Instructions for the task: Continue the passage below about the FBI's investigative guidelines, picking up from its final sentence.

Excerpt to read:
»»
The old guidelines were designed in response to the ugly days when dossiers were built, surveillance kept and blackmail threats held over the heads of people whose only crime was to criticize the U.S. government. But over the years of scandals and lawsuits and congressional inquiries, the rules became as encrusted with legal debris as the tax code. The FBI tried to amend them from time to time, including after the Oklahoma City bombing. But the Clinton Justice Department fought back with hand-to-hand combat and eventually convinced Director Louis Freeh that he had more than enough authority to do what he needed. Said a Republican official familiar with the fight: "The great irony is that most of these limits have been self-imposed. While everyone worries that our civil liberties are being trampled by the CIA and FBI, they've been hamstringing themselves."
««
Study material:
»»
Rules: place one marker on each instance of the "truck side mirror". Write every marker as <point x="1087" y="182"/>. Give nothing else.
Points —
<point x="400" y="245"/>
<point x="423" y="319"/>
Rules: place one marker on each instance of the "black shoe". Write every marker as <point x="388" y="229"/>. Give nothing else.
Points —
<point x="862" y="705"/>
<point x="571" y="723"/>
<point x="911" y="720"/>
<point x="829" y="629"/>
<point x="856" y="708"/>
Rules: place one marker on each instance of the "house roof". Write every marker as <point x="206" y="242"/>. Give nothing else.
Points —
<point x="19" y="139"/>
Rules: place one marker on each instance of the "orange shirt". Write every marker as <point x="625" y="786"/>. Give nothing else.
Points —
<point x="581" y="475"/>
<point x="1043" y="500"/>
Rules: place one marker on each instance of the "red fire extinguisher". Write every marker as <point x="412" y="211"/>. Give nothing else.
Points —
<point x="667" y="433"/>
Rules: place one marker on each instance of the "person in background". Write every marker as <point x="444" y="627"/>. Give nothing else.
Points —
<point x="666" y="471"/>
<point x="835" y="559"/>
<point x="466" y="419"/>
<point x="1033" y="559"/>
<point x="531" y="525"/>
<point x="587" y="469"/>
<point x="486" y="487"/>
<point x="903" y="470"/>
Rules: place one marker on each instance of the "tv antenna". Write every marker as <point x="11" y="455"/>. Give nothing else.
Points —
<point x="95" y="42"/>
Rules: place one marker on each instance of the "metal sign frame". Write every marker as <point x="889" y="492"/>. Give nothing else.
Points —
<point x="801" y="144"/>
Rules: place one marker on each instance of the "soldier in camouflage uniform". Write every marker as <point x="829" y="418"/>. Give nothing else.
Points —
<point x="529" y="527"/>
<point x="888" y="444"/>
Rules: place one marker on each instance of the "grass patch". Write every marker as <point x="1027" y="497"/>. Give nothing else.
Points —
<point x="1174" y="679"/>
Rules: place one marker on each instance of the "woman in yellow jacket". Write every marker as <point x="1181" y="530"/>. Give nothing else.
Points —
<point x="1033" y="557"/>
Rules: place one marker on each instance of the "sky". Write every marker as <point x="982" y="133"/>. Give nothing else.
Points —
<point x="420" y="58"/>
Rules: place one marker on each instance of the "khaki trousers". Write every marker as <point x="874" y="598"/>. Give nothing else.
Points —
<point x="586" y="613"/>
««
Answer area:
Ashcroft and Mueller hope the new guidelines will change all that. Agents can now watch websites where bad guys trade explosives recipes and stolen credit-card numbers. Field agents will have the power to launch preliminary "terrorism enterprise investigations" without prior approval from headquarters, and they can last as long as a year instead of the previous 90 days. Memos like the one released last week, in which an Oklahoma City agent warned back in 1998 of "large numbers of Middle Eastern males receiving flight training at Oklahoma airports in recent months," will in theory no longer get buried on supervisors' desks.

Taken together, the exposure of the Phoenix, Minneapolis and Oklahoma City memos forced Mueller to back down from the position he had publicly taken in September, when he declared that there had been "no warning signs" that an attack might be in the works. Last week he came closer than anyone else has yet to accepting responsibility for what happened--despite the fact that he took office the week before the Sept. 11 attacks. "I cannot say for sure that there wasn't a possibility we could have come across some lead that would have led us to the hijackers," he said.